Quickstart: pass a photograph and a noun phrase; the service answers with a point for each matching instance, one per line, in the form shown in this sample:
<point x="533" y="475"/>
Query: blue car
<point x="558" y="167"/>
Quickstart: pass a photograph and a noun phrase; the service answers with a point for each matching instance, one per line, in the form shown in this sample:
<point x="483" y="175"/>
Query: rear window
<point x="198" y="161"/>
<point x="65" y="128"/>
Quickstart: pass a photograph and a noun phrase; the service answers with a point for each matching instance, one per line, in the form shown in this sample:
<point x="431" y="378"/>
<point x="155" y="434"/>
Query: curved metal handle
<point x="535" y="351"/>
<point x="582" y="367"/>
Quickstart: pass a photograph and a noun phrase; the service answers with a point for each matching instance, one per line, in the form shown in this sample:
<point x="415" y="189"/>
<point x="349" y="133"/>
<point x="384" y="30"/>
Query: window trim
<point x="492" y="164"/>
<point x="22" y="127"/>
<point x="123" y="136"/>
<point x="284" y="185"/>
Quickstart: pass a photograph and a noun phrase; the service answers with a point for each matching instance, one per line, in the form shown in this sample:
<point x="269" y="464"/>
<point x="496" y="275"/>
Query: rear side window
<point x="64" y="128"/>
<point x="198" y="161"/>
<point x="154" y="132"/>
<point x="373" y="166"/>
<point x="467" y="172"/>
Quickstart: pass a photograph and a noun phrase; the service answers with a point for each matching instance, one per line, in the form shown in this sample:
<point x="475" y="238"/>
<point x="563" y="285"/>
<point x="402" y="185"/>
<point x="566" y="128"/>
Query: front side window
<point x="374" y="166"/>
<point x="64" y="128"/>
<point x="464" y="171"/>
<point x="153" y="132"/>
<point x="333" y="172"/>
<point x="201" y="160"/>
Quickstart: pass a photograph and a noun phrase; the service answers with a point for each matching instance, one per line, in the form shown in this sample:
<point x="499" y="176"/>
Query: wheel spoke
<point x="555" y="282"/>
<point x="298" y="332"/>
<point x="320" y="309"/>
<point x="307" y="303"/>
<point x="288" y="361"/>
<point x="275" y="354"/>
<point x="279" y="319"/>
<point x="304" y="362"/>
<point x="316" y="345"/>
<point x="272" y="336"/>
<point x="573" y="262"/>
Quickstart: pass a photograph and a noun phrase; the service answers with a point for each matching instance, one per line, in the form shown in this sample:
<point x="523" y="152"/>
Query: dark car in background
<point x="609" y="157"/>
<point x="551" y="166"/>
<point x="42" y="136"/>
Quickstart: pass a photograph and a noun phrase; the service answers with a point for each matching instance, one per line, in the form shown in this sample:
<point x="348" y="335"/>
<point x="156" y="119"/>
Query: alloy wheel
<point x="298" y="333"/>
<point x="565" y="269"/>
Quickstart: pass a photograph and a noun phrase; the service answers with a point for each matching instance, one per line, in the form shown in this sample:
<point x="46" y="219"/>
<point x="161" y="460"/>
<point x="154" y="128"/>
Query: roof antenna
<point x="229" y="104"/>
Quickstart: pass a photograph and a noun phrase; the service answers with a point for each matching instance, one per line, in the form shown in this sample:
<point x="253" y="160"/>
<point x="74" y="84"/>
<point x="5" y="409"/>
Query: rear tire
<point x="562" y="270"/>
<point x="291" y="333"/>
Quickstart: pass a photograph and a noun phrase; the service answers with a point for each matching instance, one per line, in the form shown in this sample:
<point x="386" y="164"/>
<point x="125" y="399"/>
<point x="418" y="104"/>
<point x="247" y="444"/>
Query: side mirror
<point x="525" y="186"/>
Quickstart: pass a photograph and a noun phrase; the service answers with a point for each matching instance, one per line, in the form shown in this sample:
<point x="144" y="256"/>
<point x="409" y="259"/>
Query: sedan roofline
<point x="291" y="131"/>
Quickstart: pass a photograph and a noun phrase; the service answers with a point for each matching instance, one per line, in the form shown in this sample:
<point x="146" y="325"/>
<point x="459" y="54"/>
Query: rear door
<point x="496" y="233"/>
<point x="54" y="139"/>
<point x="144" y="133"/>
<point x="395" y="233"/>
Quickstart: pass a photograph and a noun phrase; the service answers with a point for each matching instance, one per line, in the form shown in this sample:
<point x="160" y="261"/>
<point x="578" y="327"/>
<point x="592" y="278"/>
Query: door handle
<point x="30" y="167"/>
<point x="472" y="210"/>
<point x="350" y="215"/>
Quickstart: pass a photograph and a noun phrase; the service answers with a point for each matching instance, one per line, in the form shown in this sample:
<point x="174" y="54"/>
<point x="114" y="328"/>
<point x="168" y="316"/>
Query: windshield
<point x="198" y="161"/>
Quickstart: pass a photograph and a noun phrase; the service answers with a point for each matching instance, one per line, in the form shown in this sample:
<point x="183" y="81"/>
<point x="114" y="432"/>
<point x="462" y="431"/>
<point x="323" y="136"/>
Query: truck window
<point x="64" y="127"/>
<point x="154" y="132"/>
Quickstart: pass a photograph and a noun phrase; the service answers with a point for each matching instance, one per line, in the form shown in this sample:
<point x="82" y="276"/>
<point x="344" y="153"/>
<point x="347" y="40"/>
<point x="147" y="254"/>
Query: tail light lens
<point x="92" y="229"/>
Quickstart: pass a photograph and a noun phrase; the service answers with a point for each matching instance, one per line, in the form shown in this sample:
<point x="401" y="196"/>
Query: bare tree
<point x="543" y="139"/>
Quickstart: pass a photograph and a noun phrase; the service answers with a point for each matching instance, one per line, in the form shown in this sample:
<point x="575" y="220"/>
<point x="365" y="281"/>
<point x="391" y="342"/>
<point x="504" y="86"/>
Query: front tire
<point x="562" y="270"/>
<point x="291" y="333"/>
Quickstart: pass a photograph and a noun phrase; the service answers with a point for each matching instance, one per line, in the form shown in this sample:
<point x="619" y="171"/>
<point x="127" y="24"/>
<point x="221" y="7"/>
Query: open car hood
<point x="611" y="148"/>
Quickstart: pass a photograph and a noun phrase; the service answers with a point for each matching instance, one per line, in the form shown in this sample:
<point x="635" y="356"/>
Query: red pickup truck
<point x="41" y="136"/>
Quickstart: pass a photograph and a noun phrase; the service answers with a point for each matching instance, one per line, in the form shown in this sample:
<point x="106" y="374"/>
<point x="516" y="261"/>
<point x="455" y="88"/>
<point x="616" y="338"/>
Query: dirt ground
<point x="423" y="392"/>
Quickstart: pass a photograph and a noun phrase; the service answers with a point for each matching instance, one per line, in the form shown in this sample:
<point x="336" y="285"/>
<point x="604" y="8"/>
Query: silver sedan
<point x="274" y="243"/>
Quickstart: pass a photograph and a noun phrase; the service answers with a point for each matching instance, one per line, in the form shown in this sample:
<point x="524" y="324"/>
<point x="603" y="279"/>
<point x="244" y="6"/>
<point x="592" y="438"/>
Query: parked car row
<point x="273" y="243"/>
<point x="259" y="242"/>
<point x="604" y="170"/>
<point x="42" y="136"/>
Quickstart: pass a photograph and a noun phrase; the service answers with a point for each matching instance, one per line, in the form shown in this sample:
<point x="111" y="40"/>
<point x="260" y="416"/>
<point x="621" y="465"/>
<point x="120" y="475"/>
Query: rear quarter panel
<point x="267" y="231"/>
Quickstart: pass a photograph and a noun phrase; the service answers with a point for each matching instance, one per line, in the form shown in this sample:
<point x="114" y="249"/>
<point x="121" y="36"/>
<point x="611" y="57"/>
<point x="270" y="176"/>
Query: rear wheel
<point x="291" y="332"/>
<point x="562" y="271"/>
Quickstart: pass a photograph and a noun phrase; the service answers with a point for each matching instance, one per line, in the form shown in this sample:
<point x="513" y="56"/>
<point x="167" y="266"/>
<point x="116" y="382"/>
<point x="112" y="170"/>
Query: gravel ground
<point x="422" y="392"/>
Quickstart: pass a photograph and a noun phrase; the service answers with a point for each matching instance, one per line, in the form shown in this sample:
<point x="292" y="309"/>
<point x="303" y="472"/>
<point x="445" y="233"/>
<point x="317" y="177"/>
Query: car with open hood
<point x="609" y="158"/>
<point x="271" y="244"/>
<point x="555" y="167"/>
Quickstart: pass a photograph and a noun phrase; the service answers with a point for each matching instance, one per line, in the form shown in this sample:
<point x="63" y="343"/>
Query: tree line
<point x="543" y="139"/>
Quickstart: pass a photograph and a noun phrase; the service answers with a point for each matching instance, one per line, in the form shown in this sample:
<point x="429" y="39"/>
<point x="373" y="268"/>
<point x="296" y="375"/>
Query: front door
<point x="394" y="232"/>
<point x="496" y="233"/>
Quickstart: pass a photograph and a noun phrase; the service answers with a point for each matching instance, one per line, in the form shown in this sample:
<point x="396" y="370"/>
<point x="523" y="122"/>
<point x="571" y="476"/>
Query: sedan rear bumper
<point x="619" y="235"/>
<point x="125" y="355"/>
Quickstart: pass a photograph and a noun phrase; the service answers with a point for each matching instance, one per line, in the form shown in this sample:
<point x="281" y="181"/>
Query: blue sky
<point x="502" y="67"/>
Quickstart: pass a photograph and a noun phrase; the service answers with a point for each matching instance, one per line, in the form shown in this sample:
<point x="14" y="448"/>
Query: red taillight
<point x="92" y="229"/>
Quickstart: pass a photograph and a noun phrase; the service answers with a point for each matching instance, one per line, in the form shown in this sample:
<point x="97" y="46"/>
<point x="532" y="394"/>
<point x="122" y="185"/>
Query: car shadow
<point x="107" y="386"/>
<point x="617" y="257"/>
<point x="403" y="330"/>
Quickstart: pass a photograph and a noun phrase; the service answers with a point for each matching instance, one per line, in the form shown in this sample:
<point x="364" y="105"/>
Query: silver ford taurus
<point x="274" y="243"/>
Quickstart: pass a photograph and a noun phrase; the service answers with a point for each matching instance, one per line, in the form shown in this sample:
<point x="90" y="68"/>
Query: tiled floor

**Job:** Please report each line in the records above that contains the string "silver", copying every such line in full.

**The solution:**
Query: silver sedan
Query: silver ford taurus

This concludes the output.